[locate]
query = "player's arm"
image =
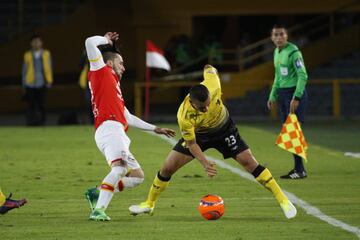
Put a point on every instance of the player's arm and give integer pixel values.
(273, 94)
(134, 121)
(93, 52)
(199, 155)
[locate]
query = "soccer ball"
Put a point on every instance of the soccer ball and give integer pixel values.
(211, 207)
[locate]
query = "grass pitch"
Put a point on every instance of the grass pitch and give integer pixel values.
(52, 167)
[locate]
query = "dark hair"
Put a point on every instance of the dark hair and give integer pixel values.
(199, 92)
(34, 36)
(109, 52)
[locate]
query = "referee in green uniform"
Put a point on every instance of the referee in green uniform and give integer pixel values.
(288, 89)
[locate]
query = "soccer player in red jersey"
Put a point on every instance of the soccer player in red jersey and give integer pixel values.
(111, 123)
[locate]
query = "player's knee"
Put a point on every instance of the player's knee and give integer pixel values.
(131, 182)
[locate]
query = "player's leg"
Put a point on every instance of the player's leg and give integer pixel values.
(173, 162)
(265, 178)
(285, 97)
(107, 189)
(7, 204)
(112, 141)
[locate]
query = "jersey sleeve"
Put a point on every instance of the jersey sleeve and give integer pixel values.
(211, 79)
(274, 89)
(93, 52)
(302, 77)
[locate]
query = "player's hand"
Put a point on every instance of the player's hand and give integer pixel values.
(112, 37)
(165, 131)
(271, 104)
(294, 105)
(210, 169)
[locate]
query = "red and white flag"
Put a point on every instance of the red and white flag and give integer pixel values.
(155, 57)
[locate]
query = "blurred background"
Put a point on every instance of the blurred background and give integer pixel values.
(232, 35)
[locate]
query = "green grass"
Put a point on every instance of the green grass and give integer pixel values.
(52, 167)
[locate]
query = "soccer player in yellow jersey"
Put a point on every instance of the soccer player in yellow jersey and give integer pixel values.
(205, 123)
(7, 204)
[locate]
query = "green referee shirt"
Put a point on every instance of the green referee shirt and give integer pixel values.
(289, 71)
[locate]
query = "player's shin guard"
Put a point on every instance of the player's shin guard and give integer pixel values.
(159, 185)
(128, 182)
(264, 177)
(107, 187)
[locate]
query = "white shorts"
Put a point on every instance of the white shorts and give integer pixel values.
(112, 141)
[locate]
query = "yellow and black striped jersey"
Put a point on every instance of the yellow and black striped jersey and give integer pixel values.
(192, 121)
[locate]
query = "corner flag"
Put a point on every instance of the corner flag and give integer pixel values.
(291, 137)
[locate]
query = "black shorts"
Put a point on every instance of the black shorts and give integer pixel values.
(226, 140)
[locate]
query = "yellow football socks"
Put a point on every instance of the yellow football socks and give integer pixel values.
(266, 179)
(2, 198)
(157, 187)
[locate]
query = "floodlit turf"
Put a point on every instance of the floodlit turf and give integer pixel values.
(52, 167)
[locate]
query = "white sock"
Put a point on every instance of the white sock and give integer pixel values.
(128, 182)
(108, 186)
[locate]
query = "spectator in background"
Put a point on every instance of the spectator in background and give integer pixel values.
(288, 89)
(83, 82)
(37, 76)
(7, 204)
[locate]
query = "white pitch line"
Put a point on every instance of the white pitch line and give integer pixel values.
(308, 208)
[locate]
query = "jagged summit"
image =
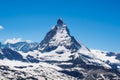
☆ ☆ ☆
(Yapılması gereken) Yukarıdaki malzemede "yellow" kelimesini içeren bütün satırları döndür. Büyük ve küçük harf farkı dikkate alınsın.

(Alıştırmanın sonucu)
query = "soccer player in yellow jersey"
Put a point on every instance of the soccer player in yellow jersey and give integer pixel values.
query = "yellow and black striped jersey"
Put a point on every instance of the yellow and black striped jersey and give integer pixel values.
query = "yellow football socks"
Put a point on every instance of the yellow football socks and give integer pixel values.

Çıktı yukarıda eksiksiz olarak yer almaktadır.